**Task to complete**
Restate all the data word for word and omit the pictures.

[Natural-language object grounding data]
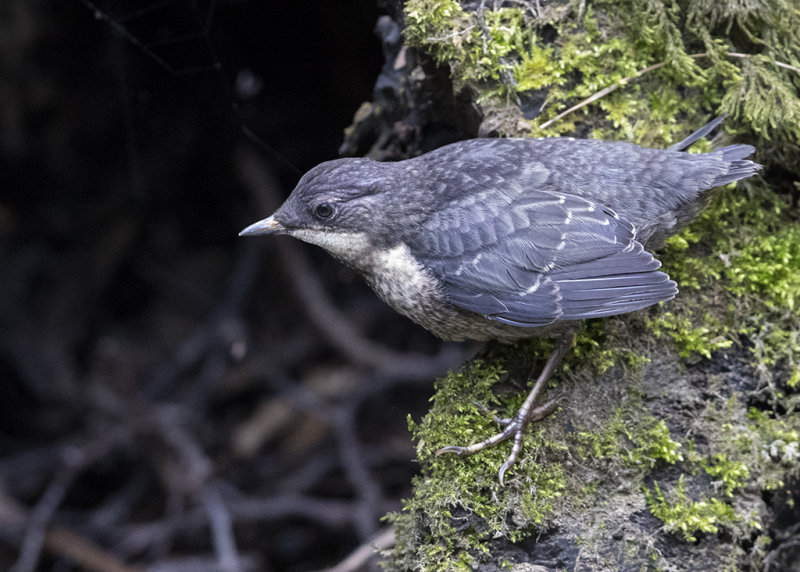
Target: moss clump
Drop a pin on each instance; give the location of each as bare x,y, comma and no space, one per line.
459,500
474,45
738,267
685,516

**Reply to the task**
Target: moss clump
Drop a pin on each instance; give the location of each as bare x,y, comma and no space, one per line.
459,500
474,45
738,267
685,516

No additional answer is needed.